Passage provided:
IVUN staff regularly attend medical meetings and international conferences on home ventilator use, and coordinate presentations by ventilator users at medical meetings such as those for the American College of Chest Physicians (ACCP). In addition, IVUN/PHI's periodic international conferences present many sessions relevant to ventilator users.

===Advocacy and Research===
With respect to advocacy and research, IVUN's activities are integrated with those of PHI. A recent research grant of direct relevance to ventilator users is a study, conducted in 2005 by a team at Johns Hopkins University, on the "Timing of Noninvasive Ventilation for Patients with Amyotrophic Lateral Sclerosis." An earlier research award (2001) went to researchers at the University of Toronto, Canada for a study on "Ventilator Users' Perspectives on the Important Elements of Health-Related Quality of Life."

==History==
IVUN was formally established under that name in 1987, but its roots go back to the polio epidemics of the 1940s and 1950s, when the possibility of long-term survival with mechanically assisted ventilation became a reality. Beginning in 1949, IVUN's founder, Gini Laurie, was an American Red Cross volunteer in the polio wards of Cleveland's City Hospital, and later in the part of that hospital (Toomey Pavilion) that became one of the 15 respiratory care and rehabilitation hospitals funded by the March of Dimes. Those centers all across the country began to close after the polio epidemics in the United States ended. Laurie, however, was determined to keep the respiratory polio survivors in touch with each other, and with their medical specialists.

She did this first by taking over the editorship of Toomey Pavilion's alumni newsletter, the Toomeyville Jr. Gazette, and circulating it widely throughout the United States. Copies also went to individuals and organizations in Canada, Great Britain, Europe, and Australia. In 1960, her informal organization of volunteers was incorporated under the name Iron Lung Polio Assistance, and her newsletter grew into a magazine called the Toomey j. Gazette. In 1964, the organization changed its name to Iron Lung Polios and Multiplegics, to reflect more accurately Laurie's cross-disability concerns. The magazine became the Rehabilitation Gazette in 1970, carrying a wide range of articles on independent living for people with physical disabilities. Laurie soon became one of the central figures in the development of the independent living movement and in the founding of the Centers for Independent Living in the United States.

Laurie's central concerns, however, always included ventilator users. Specifically, they concerned finding ways for ventilator users to leave hospitals and nursing homes with the support necessary for them to live active, effective lives as members of their communities. As some cross-disability organizations such as the American Coalition of Citizens with Disabilities (ACCD) dissolved into disability-specific organizations, IVUN was formed to make sure there were publications and networks specifically for long-term ventilator users.

Material provided:
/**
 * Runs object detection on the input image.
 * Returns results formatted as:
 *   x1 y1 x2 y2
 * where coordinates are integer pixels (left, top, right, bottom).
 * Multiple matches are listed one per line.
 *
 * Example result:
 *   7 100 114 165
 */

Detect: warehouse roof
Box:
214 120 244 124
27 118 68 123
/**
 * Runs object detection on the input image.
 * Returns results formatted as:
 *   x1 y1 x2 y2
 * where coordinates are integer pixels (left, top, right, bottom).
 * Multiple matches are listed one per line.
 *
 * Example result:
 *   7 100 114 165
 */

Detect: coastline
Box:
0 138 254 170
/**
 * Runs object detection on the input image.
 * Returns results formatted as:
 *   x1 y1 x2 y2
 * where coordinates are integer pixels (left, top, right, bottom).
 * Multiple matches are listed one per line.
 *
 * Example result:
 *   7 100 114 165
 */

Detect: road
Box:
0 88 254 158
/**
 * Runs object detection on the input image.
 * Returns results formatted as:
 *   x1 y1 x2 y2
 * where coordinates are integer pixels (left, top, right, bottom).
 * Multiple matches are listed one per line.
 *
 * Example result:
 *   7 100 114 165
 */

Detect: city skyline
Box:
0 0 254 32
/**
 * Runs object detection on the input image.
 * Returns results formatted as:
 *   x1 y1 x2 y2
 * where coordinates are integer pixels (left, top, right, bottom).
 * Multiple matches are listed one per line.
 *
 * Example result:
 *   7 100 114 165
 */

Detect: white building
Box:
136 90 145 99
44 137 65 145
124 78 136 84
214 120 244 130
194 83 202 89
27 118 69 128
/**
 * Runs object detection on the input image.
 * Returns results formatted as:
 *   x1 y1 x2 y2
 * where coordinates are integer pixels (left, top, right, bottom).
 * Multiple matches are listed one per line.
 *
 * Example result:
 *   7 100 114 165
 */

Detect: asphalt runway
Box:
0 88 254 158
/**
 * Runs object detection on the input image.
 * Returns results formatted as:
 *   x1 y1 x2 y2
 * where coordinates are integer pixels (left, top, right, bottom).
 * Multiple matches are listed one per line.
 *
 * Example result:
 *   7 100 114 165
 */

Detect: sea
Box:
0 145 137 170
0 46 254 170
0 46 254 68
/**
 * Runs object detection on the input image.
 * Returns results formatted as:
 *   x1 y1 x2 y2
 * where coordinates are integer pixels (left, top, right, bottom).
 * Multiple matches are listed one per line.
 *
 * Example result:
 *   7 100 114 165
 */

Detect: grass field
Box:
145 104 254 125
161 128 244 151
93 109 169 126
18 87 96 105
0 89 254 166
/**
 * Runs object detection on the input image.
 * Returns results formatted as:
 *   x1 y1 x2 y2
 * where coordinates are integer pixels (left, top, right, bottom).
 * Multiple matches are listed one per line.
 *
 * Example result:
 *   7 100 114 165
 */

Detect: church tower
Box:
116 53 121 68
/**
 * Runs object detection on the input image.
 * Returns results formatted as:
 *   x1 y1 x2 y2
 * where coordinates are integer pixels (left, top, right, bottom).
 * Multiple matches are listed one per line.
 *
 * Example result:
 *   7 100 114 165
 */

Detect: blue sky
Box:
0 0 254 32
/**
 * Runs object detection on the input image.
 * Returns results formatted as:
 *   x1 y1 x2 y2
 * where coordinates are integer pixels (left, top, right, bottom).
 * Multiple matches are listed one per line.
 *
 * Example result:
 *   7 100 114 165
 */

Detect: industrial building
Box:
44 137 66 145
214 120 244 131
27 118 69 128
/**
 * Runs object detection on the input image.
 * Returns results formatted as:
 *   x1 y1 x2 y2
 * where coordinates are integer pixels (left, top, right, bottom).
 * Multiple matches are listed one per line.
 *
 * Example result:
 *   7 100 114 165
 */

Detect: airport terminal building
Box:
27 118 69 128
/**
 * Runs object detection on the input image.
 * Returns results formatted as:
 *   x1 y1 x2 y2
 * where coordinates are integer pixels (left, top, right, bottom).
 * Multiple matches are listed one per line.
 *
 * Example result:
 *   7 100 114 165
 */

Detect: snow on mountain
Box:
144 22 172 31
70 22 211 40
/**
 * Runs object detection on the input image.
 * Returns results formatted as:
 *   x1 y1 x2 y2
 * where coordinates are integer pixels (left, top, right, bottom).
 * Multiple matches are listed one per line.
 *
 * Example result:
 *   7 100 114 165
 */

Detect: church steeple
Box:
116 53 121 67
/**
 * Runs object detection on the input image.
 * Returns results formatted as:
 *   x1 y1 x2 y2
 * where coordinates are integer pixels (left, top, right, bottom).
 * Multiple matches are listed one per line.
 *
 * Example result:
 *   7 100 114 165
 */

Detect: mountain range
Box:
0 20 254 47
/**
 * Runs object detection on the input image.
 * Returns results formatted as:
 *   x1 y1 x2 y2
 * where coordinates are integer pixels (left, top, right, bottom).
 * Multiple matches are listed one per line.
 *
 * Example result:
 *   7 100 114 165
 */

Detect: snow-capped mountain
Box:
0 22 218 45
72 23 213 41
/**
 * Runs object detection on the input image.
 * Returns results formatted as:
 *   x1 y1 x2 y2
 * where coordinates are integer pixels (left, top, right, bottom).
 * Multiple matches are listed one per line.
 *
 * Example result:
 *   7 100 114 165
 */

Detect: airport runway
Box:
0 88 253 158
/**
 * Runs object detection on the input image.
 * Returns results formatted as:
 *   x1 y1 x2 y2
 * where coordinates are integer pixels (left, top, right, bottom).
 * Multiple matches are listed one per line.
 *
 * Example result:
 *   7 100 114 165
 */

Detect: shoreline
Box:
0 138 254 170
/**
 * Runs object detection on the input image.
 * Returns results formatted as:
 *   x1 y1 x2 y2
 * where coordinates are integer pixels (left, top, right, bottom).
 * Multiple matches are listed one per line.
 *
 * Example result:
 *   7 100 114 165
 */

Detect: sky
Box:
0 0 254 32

Task: According to the passage on IVUN, in what year was Gini Laurie's informal organization of volunteers incorporated as Iron Lung Polio Assistance?

Response to this task: 1960